*** RECORDS PROVIDED ***
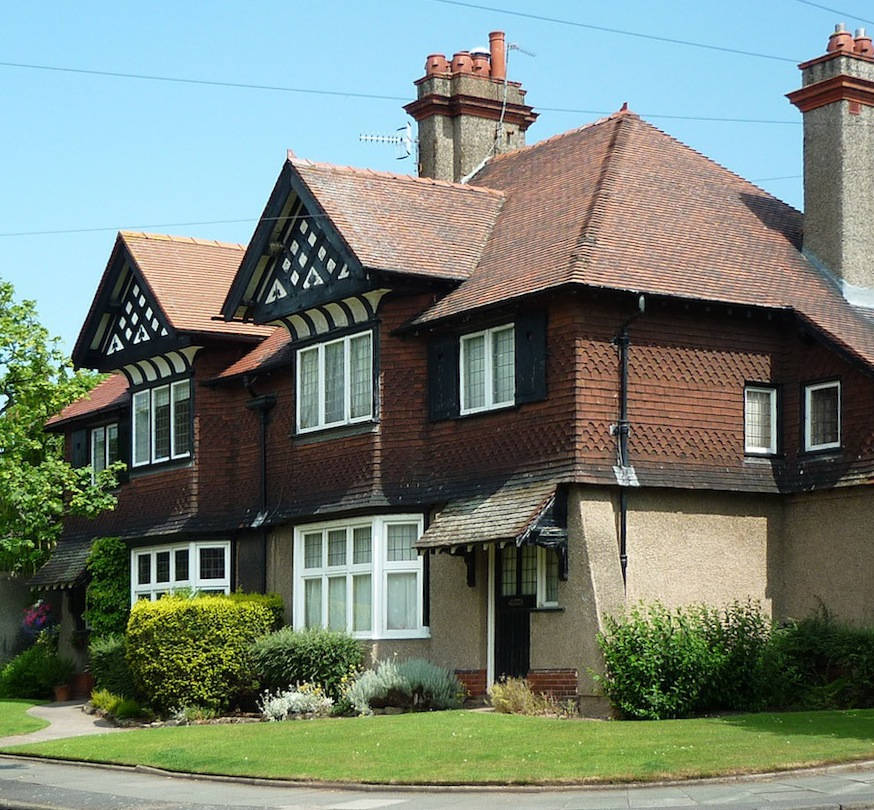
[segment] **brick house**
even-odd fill
[[[276,591],[475,693],[592,695],[638,600],[870,620],[874,49],[801,69],[804,217],[624,107],[526,147],[495,33],[428,57],[419,177],[290,153],[245,248],[121,234],[119,373],[48,429],[128,480],[34,582],[118,535],[132,599]]]

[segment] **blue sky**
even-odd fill
[[[627,101],[674,137],[800,208],[800,115],[785,99],[800,84],[795,63],[824,53],[836,22],[864,24],[849,13],[864,13],[860,0],[843,0],[840,12],[800,0],[480,5],[494,10],[438,0],[9,3],[0,61],[412,100],[427,54],[451,56],[487,44],[488,32],[502,29],[508,41],[536,54],[513,52],[509,65],[529,103],[581,111],[544,110],[529,143]],[[13,282],[20,298],[36,299],[42,321],[67,351],[115,230],[245,243],[289,148],[313,160],[415,169],[391,147],[359,142],[360,133],[402,126],[402,101],[0,66],[0,102],[0,277]],[[241,221],[184,224],[216,220]],[[76,229],[103,230],[9,235]]]

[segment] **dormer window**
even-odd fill
[[[297,353],[297,430],[373,417],[373,335],[360,332]]]
[[[132,399],[134,467],[191,455],[191,381],[137,391]]]

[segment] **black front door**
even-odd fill
[[[531,650],[529,612],[537,600],[537,548],[498,549],[494,587],[495,676],[524,678]]]

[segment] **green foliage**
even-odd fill
[[[69,683],[74,665],[50,644],[34,644],[0,671],[0,698],[51,698],[53,689]]]
[[[0,280],[0,570],[32,573],[46,561],[67,515],[93,517],[115,505],[118,465],[96,483],[63,458],[63,437],[46,420],[87,394],[100,377],[73,371],[33,301],[15,301]]]
[[[412,711],[457,709],[464,687],[455,674],[422,658],[377,661],[351,684],[346,697],[360,714],[395,706]]]
[[[343,679],[362,664],[359,643],[331,630],[283,627],[258,639],[251,652],[262,688],[278,691],[296,683],[318,684],[333,700],[341,695]]]
[[[874,628],[825,609],[774,631],[770,701],[804,709],[874,707]]]
[[[243,593],[237,591],[228,596],[232,601],[255,602],[264,605],[273,616],[271,630],[278,630],[285,624],[285,603],[278,593]]]
[[[137,602],[127,627],[134,686],[158,711],[226,708],[256,689],[249,651],[272,620],[265,605],[226,596]]]
[[[123,633],[130,615],[130,552],[117,537],[101,537],[88,553],[91,581],[85,621],[94,635]]]
[[[123,697],[110,692],[108,689],[96,689],[91,693],[91,705],[119,720],[149,717],[146,711],[133,698]]]
[[[127,604],[127,602],[125,602]],[[91,640],[88,656],[94,686],[122,697],[135,697],[133,676],[127,663],[127,643],[121,633]]]
[[[656,602],[607,617],[604,693],[624,717],[665,719],[758,708],[770,623],[753,603],[669,611]]]

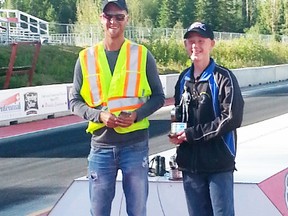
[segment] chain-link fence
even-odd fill
[[[1,20],[0,20],[1,21]],[[65,44],[71,46],[91,46],[103,38],[103,30],[99,25],[76,25],[48,23],[48,34],[35,34],[21,29],[10,28],[0,29],[0,43],[17,42],[23,40],[41,40],[50,44]],[[153,41],[156,39],[164,40],[183,40],[185,29],[173,28],[148,28],[128,26],[125,37],[133,41]],[[214,32],[216,40],[233,40],[240,37],[247,37],[247,34],[232,32]],[[251,35],[250,35],[251,36]],[[253,35],[265,42],[274,41],[274,35]],[[288,36],[278,36],[277,39],[283,43],[288,43]]]

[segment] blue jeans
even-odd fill
[[[183,172],[190,216],[233,216],[233,172],[194,174]]]
[[[88,156],[92,216],[110,216],[118,169],[129,216],[145,216],[148,197],[148,140],[125,147],[91,148]]]

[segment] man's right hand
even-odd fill
[[[107,111],[102,111],[100,113],[100,121],[106,125],[106,127],[109,128],[115,128],[118,125],[116,124],[117,117],[113,115],[112,113],[109,113]]]

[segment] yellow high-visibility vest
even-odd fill
[[[113,75],[103,42],[84,49],[79,54],[83,84],[80,94],[90,107],[103,106],[116,116],[122,110],[141,107],[151,95],[146,76],[147,48],[125,40],[116,61]],[[93,133],[105,125],[89,122],[87,132]],[[149,127],[147,118],[129,127],[114,128],[117,133],[129,133]]]

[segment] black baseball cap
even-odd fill
[[[114,3],[116,4],[119,8],[121,8],[122,10],[126,10],[128,13],[128,8],[127,8],[127,4],[125,0],[104,0],[103,1],[103,5],[102,5],[102,11],[105,10],[105,7],[109,4],[109,3]]]
[[[202,37],[210,38],[214,40],[214,33],[209,25],[202,22],[194,22],[192,23],[189,28],[187,29],[186,33],[184,34],[184,39],[186,39],[190,32],[197,32]]]

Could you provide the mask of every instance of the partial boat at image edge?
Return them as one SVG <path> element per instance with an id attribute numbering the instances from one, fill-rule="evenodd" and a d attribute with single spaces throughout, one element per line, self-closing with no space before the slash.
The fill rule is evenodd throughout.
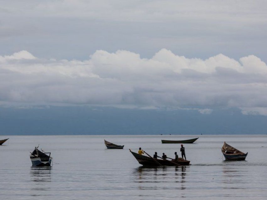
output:
<path id="1" fill-rule="evenodd" d="M 161 142 L 163 143 L 167 143 L 168 144 L 172 143 L 193 143 L 199 138 L 199 137 L 197 137 L 193 139 L 185 140 L 161 140 Z"/>
<path id="2" fill-rule="evenodd" d="M 3 143 L 4 142 L 9 139 L 9 138 L 8 138 L 7 139 L 5 139 L 4 140 L 0 140 L 0 145 L 2 145 L 3 144 Z"/>

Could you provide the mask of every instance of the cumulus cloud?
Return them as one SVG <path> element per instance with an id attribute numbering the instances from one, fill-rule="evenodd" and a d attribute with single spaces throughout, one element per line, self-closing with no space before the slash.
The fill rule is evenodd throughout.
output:
<path id="1" fill-rule="evenodd" d="M 6 105 L 197 108 L 205 114 L 235 107 L 264 114 L 259 110 L 267 108 L 266 94 L 267 66 L 253 55 L 203 60 L 164 49 L 151 58 L 123 50 L 97 51 L 83 61 L 40 59 L 25 51 L 0 56 L 0 102 Z"/>

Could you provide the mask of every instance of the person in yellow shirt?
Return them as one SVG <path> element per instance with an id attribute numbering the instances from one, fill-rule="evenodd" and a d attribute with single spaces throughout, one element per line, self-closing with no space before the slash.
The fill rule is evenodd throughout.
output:
<path id="1" fill-rule="evenodd" d="M 139 155 L 142 155 L 142 154 L 144 154 L 144 151 L 141 149 L 141 147 L 139 147 L 139 150 L 138 151 L 138 154 Z"/>

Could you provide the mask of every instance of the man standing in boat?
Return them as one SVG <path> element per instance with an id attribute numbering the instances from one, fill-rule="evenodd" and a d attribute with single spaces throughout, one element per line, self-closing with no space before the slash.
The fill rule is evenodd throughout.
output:
<path id="1" fill-rule="evenodd" d="M 164 153 L 162 153 L 162 158 L 164 160 L 166 160 L 167 159 L 167 155 Z"/>
<path id="2" fill-rule="evenodd" d="M 157 159 L 158 158 L 158 153 L 156 152 L 155 152 L 155 154 L 153 156 L 153 158 Z"/>
<path id="3" fill-rule="evenodd" d="M 184 159 L 186 160 L 186 157 L 185 157 L 185 151 L 184 147 L 183 147 L 183 144 L 181 145 L 181 148 L 180 149 L 180 151 L 182 153 L 182 158 L 183 158 L 183 156 L 184 156 Z"/>
<path id="4" fill-rule="evenodd" d="M 144 154 L 144 151 L 141 149 L 141 147 L 139 147 L 139 150 L 138 151 L 138 154 L 139 155 L 142 155 L 142 154 Z"/>
<path id="5" fill-rule="evenodd" d="M 178 155 L 177 154 L 177 152 L 174 152 L 174 155 L 175 155 L 175 158 L 174 159 L 172 159 L 173 161 L 178 161 Z"/>

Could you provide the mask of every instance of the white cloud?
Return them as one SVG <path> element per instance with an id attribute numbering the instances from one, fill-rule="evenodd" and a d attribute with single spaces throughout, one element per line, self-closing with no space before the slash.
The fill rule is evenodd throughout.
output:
***
> EXERCISE INSTRUCTIONS
Could you rewrite the lines between the one holding "Could you provide the mask of every instance of the person" and the one holding "178 155 L 177", both included, as a JSON list of strings with one string per line and blank lines omitted?

> WORKED ANSWER
[
  "Could you provide the mask of every instance of the person in yellow shirt?",
  "Return them as one SVG <path> element per instance with an id attribute numbering the instances from one, fill-rule=\"evenodd\" and a d attribute with single spaces throughout, one element per line, self-closing with no space before the slash.",
  "The fill rule is evenodd throughout.",
  "output:",
  "<path id=\"1\" fill-rule=\"evenodd\" d=\"M 139 155 L 142 155 L 142 154 L 144 154 L 144 151 L 141 149 L 141 147 L 139 147 L 139 150 L 138 151 L 138 154 Z\"/>",
  "Could you provide the mask of every instance of the man standing in boat?",
  "Return them as one SVG <path> element per instance with an id attribute numbering the instances from one, fill-rule=\"evenodd\" and a d attribute with single spaces throughout, one element per line, self-closing with no space before the slash.",
  "The fill rule is evenodd throughout.",
  "output:",
  "<path id=\"1\" fill-rule=\"evenodd\" d=\"M 164 153 L 162 153 L 162 158 L 164 160 L 166 160 L 167 159 L 167 155 Z\"/>",
  "<path id=\"2\" fill-rule=\"evenodd\" d=\"M 157 159 L 158 158 L 158 153 L 156 152 L 155 152 L 155 154 L 153 156 L 153 158 Z\"/>",
  "<path id=\"3\" fill-rule=\"evenodd\" d=\"M 184 159 L 186 160 L 186 157 L 185 157 L 185 151 L 184 147 L 183 147 L 183 144 L 181 145 L 181 148 L 180 149 L 180 151 L 182 153 L 182 158 L 183 158 L 183 156 L 184 156 Z\"/>",
  "<path id=\"4\" fill-rule=\"evenodd\" d=\"M 144 154 L 144 151 L 141 149 L 141 147 L 139 147 L 139 150 L 138 151 L 138 154 L 139 155 L 142 155 L 142 154 Z\"/>",
  "<path id=\"5\" fill-rule=\"evenodd\" d=\"M 178 155 L 177 154 L 177 152 L 174 152 L 174 155 L 175 155 L 175 158 L 174 159 L 172 159 L 173 161 L 178 161 Z\"/>"
]